- **EXERCISE OBJECTIVE**: For the material below, the expected output is exactly the lines between the line holding "Target: open water surface" and the line holding "of the dark", inclusive, with pictures left out.

- **DATA SUPPLIED**:
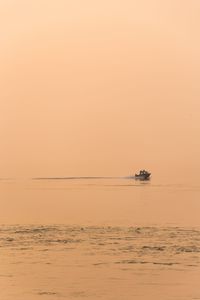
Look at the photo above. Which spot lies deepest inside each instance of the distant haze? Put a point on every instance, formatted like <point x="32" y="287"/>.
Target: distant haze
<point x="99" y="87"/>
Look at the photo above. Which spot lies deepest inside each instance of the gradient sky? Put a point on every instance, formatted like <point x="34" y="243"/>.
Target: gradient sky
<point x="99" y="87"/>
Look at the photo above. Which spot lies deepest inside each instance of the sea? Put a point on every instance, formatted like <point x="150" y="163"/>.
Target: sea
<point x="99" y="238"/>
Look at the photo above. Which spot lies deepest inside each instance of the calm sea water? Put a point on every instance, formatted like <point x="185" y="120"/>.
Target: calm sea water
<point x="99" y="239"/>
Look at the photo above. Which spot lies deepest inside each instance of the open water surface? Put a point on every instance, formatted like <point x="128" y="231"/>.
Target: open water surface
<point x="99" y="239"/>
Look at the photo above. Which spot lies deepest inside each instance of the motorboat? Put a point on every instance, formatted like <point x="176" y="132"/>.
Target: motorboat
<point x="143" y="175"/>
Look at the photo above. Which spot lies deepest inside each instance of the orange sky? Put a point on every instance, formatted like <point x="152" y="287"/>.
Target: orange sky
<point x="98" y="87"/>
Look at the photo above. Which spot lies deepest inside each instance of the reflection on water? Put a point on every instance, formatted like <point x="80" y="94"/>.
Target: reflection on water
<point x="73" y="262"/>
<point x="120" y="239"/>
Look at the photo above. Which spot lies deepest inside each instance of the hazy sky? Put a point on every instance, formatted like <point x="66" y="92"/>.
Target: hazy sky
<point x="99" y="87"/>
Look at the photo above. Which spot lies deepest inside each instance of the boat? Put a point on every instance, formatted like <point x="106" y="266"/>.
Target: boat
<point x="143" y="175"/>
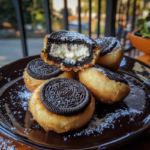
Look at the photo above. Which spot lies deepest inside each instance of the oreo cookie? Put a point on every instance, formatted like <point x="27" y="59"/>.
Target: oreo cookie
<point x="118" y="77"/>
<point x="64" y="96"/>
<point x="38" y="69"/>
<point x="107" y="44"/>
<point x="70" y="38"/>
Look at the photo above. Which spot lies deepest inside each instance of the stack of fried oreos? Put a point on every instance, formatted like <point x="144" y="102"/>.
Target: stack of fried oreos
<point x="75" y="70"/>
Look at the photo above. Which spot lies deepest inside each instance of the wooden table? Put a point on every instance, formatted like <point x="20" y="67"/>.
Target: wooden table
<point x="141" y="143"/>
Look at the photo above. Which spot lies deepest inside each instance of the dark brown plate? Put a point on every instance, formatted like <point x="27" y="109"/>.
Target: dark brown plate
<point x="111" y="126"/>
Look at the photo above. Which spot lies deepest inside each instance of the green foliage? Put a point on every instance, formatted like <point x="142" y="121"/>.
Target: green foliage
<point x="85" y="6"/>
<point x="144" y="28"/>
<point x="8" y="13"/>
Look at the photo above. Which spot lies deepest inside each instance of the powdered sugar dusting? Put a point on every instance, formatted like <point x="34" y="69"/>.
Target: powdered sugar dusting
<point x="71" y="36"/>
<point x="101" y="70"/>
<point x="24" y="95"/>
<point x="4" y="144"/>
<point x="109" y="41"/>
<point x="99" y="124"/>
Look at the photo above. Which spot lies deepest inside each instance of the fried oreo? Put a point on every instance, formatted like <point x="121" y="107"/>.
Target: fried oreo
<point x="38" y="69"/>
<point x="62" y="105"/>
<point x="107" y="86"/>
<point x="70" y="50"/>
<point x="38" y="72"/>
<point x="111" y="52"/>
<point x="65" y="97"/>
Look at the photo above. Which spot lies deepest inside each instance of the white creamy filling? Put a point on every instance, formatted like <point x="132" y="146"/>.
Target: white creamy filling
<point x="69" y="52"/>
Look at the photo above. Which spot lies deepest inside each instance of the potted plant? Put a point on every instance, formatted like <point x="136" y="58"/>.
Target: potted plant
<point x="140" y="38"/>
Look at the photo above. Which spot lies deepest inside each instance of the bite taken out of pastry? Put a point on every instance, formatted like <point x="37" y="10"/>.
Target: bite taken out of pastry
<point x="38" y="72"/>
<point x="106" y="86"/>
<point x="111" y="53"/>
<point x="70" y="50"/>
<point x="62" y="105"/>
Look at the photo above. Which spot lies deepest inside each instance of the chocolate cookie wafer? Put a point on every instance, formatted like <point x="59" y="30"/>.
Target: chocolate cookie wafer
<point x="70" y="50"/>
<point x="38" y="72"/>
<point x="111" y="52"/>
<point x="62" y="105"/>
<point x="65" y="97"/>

- **TASK SOLUTION**:
Target: open water surface
<point x="99" y="239"/>
Look at the photo above. Which spot lies deepest inside each instance of the motorboat? Put a point on every instance, formatted like <point x="176" y="132"/>.
Target: motorboat
<point x="143" y="175"/>
Look at the photo above. Which spot lies deepest inside each instance of the orange sky? Put a point on every instance, formatted like <point x="152" y="287"/>.
Target: orange sky
<point x="98" y="87"/>
Look at the photo above. Which spot lies deepest inside each instance of the reflection on water? Put a point on every instance, formatted like <point x="80" y="94"/>.
Target: reflection on water
<point x="73" y="262"/>
<point x="120" y="239"/>
Look at the photo above. Which spot lies deepest inside each instance of the hazy sky? Put a point on every instance, formatted like <point x="66" y="92"/>.
Target: hazy sky
<point x="99" y="87"/>
Look at the photo above. Which spot lies deepest inside each instance of the boat? Put a point on every instance, formatted like <point x="106" y="266"/>.
Target: boat
<point x="143" y="175"/>
Look at the photo above. Which spot lies deepest inside each instance of the oreo cookie? Put a point on every instance, formatted like <point x="27" y="59"/>.
Target: oreo cookie
<point x="118" y="77"/>
<point x="64" y="96"/>
<point x="38" y="69"/>
<point x="107" y="44"/>
<point x="70" y="38"/>
Look at the photo above. Which spot lies deepest inside each instance of the stack of fried oreos? Put a point on every instance, formatted like <point x="144" y="102"/>.
Target: stack of fried oreos
<point x="75" y="70"/>
Look at the photo above. Which spot lies deepest inside each instance of the wooden table? Put a point on every instance, formatted like <point x="20" y="67"/>.
Target: wooden table
<point x="141" y="143"/>
Look at the photo above. Which spot lies deepest inside each instance of the dark brown plate? Put a point on every instance, formatted like <point x="27" y="109"/>.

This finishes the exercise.